What needs to be done
Return each line in the listing below that contains the word "stone", matching case exactly.

--- start Data records ---

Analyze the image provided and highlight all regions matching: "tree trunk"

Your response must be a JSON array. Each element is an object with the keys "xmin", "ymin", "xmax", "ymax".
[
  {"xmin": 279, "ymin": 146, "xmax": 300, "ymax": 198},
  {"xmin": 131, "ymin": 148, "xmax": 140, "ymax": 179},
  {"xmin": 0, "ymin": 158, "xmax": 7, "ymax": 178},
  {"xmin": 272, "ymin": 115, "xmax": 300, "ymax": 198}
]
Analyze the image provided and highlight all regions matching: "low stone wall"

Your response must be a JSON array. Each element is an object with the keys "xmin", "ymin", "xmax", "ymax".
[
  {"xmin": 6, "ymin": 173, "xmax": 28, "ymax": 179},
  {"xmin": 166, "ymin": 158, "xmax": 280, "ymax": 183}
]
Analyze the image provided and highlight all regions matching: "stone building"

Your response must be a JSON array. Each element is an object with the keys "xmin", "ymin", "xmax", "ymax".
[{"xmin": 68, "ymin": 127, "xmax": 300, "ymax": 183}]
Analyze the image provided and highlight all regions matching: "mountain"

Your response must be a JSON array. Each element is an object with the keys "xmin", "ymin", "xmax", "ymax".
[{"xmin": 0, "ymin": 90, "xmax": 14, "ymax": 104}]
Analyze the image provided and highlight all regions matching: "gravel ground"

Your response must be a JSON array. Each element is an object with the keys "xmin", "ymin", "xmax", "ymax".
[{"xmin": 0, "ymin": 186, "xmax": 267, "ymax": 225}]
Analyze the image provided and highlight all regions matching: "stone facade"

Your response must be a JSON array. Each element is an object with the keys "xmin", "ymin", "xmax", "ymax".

--- end Data records ---

Solution
Analyze the image provided and highlight all regions matching: "low stone wall"
Analyze the image provided and highlight all regions matching: "stone building"
Analyze the image provided and highlight all regions matching: "stone facade"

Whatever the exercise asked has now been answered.